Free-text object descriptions
= Beginning of Section =

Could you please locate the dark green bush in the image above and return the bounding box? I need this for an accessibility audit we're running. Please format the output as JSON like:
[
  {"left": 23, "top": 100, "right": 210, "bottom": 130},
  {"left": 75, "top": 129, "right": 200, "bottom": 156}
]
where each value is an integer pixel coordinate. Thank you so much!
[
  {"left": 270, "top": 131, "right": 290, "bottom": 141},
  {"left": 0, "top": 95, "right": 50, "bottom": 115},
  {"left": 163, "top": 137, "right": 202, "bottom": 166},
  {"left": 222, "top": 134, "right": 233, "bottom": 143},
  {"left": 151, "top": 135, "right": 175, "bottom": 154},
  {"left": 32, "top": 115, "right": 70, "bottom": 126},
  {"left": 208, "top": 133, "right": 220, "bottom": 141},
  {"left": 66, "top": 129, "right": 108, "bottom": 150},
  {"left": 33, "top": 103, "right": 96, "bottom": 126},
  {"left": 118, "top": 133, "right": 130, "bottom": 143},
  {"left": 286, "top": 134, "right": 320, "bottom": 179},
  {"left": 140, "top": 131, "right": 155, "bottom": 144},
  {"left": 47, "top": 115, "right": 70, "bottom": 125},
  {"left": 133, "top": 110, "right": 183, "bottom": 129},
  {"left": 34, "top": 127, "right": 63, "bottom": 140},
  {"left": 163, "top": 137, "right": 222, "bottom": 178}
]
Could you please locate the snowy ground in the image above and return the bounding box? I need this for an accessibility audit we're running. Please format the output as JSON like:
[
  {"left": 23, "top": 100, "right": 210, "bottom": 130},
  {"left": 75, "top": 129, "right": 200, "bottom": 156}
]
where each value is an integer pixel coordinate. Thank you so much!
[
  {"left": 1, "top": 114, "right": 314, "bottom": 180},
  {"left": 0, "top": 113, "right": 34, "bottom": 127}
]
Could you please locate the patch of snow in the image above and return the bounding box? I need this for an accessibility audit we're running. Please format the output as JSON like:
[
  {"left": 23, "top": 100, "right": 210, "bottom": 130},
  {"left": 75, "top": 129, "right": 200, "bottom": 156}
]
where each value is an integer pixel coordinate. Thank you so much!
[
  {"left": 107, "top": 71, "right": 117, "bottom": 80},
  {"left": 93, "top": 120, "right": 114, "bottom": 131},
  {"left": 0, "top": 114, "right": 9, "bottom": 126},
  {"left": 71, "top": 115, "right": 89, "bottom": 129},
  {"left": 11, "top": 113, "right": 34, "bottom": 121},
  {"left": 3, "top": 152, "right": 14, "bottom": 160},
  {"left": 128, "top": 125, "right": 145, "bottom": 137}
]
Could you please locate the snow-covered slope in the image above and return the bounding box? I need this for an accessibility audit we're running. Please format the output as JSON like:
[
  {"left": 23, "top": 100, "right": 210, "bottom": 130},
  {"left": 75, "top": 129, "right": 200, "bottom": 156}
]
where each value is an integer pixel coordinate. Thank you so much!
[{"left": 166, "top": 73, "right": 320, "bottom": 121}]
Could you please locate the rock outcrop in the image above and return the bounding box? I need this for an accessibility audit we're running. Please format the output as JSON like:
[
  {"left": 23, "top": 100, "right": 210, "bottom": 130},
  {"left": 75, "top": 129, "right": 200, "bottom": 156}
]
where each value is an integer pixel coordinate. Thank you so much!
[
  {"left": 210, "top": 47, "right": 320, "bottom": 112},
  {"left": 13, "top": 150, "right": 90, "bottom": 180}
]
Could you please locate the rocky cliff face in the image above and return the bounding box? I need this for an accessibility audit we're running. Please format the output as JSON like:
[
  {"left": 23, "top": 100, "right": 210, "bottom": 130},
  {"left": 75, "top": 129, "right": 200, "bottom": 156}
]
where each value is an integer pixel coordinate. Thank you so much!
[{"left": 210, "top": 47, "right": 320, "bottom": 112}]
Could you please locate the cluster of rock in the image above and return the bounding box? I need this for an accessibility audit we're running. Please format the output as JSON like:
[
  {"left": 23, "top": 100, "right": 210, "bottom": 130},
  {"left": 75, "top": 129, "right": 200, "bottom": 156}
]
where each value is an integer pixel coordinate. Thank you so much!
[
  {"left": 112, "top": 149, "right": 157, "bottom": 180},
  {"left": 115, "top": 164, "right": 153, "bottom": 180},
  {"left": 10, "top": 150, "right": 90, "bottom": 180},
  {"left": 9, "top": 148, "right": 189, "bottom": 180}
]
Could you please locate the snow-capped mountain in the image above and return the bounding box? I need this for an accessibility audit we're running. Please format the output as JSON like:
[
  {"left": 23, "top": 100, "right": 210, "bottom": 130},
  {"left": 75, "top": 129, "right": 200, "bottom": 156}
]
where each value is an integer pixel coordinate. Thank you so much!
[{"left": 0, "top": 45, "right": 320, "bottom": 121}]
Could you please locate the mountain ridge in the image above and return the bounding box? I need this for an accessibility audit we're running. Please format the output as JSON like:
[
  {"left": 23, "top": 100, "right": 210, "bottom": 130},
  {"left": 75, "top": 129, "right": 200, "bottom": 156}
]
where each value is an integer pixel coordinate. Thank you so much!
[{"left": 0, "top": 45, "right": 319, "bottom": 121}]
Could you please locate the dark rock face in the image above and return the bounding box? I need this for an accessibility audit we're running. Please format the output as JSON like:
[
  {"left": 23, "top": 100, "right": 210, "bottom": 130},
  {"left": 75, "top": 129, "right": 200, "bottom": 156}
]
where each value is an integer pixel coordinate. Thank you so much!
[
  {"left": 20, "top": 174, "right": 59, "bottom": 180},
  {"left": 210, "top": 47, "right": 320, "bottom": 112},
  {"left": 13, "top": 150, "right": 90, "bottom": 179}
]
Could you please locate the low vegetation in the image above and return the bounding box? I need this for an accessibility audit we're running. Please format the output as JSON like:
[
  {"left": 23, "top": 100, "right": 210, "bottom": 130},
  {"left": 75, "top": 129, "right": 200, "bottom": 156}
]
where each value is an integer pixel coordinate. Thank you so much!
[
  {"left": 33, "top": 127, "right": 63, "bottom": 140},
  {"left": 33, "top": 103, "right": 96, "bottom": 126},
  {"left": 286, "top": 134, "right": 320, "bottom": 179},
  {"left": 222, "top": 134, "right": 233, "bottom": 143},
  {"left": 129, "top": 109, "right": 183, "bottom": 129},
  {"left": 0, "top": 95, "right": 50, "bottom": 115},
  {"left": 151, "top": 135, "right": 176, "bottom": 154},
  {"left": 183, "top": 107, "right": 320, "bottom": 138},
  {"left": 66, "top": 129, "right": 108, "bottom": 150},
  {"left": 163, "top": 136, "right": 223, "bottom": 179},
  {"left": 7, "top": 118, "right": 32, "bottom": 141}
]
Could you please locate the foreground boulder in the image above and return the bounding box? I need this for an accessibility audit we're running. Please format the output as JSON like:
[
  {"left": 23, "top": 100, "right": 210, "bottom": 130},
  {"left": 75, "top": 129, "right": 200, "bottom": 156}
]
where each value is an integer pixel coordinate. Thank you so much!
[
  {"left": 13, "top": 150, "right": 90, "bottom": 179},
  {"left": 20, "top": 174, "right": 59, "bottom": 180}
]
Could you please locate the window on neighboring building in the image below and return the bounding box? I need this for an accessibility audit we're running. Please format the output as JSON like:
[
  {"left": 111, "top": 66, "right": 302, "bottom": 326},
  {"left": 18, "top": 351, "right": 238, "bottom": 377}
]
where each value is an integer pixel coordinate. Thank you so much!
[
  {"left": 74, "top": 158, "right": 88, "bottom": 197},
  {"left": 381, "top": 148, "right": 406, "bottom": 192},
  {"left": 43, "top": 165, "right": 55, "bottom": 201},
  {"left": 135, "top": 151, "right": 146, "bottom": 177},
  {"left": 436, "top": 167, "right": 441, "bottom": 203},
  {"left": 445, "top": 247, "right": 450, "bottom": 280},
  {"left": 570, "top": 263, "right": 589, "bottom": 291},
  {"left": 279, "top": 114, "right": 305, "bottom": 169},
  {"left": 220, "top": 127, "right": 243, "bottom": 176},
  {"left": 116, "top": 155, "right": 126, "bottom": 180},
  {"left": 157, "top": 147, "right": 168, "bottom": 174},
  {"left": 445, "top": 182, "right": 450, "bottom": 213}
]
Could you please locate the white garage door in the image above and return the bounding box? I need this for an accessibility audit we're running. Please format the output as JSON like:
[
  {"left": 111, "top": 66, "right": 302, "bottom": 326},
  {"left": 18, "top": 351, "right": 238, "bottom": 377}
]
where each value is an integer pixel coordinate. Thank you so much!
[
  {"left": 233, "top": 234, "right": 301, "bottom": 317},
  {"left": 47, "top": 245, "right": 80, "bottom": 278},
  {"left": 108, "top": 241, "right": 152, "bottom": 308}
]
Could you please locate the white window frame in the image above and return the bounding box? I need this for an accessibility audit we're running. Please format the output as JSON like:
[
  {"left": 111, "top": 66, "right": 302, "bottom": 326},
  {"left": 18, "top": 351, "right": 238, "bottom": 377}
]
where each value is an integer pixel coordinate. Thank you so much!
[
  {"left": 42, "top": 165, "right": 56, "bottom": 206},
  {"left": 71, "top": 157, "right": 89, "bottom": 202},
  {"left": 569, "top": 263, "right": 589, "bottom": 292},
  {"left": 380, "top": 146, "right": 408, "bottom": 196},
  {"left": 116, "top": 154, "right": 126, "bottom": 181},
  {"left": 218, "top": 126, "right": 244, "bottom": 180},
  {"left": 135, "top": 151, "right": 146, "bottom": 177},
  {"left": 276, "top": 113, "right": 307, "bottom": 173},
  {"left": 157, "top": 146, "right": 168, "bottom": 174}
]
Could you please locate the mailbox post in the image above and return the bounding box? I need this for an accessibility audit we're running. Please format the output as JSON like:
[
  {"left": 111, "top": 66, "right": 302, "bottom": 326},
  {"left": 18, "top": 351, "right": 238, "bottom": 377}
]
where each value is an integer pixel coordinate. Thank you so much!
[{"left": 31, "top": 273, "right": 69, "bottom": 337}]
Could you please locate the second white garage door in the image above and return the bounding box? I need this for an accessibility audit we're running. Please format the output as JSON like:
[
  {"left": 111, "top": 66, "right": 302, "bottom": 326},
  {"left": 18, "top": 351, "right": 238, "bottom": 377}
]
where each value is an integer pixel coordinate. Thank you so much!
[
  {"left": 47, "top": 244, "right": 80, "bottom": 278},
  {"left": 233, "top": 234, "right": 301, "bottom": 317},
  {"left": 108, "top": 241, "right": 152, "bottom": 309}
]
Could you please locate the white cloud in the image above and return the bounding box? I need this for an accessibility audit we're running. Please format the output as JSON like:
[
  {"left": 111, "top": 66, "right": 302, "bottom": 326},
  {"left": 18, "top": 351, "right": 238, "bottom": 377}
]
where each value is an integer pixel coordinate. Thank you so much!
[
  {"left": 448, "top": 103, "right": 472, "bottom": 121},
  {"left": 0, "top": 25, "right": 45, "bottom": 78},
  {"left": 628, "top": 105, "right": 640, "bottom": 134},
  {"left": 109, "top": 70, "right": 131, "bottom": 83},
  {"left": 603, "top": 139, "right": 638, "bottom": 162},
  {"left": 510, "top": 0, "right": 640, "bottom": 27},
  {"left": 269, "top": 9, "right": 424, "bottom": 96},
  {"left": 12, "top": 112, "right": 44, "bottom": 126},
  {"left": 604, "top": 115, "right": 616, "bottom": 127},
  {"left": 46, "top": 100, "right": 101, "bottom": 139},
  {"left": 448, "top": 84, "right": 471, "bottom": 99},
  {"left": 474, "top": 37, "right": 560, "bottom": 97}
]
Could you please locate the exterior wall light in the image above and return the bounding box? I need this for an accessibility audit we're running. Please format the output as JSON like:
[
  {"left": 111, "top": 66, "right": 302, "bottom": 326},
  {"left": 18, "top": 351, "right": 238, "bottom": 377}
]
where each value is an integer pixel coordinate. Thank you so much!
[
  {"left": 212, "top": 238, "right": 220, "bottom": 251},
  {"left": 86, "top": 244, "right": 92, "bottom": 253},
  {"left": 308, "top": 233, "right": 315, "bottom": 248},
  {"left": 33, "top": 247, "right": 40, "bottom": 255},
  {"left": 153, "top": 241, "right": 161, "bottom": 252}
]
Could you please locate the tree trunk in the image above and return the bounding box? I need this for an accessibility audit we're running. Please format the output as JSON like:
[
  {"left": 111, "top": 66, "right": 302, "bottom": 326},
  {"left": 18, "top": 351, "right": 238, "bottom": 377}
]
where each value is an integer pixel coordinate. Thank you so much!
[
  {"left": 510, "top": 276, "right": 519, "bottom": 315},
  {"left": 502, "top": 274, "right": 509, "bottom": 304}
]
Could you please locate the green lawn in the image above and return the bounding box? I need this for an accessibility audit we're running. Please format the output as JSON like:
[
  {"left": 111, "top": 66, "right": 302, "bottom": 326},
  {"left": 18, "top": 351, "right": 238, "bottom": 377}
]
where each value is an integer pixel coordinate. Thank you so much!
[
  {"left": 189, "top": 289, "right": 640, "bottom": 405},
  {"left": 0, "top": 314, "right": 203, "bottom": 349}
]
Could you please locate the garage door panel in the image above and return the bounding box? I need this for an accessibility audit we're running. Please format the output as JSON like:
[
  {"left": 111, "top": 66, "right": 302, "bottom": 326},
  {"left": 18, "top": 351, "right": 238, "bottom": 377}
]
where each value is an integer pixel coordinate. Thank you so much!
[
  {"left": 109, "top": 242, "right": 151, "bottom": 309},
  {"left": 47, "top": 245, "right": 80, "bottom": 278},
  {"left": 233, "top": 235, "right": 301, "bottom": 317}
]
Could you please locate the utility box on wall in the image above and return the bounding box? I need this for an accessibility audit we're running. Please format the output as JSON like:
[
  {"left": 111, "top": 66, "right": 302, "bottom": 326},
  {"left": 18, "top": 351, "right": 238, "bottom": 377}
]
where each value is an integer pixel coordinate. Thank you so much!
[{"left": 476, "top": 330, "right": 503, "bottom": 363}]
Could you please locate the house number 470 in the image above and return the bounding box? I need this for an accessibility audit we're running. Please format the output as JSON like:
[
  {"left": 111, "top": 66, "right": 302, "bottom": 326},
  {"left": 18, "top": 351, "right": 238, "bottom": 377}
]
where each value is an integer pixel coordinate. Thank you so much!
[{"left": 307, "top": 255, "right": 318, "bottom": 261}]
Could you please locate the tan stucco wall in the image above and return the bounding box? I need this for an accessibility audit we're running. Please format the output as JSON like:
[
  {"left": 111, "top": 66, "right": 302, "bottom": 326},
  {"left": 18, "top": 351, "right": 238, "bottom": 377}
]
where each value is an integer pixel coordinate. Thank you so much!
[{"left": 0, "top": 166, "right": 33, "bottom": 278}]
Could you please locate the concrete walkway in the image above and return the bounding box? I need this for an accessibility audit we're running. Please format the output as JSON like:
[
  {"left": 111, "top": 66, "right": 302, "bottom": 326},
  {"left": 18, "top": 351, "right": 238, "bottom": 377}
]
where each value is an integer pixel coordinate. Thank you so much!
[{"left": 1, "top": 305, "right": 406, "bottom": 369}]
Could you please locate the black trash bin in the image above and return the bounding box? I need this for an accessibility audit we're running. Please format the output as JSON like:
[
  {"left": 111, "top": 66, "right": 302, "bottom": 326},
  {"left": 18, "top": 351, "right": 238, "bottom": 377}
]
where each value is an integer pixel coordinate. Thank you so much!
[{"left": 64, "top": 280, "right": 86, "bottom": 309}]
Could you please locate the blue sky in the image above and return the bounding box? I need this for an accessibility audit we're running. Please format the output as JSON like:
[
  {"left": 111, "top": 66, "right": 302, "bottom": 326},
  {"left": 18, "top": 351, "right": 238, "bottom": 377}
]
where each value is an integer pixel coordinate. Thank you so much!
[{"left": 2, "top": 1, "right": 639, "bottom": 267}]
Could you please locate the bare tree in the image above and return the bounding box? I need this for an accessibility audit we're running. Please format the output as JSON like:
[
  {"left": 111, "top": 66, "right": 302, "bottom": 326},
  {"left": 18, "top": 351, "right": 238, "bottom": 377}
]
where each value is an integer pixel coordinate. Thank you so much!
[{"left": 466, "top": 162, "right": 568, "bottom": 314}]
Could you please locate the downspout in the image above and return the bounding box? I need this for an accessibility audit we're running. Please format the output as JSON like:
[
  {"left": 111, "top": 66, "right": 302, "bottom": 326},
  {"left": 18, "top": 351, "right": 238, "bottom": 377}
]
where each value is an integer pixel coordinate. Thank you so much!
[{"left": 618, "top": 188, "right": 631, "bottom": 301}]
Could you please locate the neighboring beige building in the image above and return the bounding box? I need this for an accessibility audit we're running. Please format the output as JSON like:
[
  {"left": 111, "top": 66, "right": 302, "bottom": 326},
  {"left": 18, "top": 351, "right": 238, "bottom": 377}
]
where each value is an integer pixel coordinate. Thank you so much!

= End of Section =

## Brief
The lines to return are those in the records above that hold the word "green".

## The completed task
Could you please locate the dark green bush in the image above and return the bounding box? I need this for an accessibility audit we're running. Please format the output as JSON like:
Could you please locate the green lawn in the image above and return the bounding box? I need this for an accessibility audit we're running. Please format the output as JSON like:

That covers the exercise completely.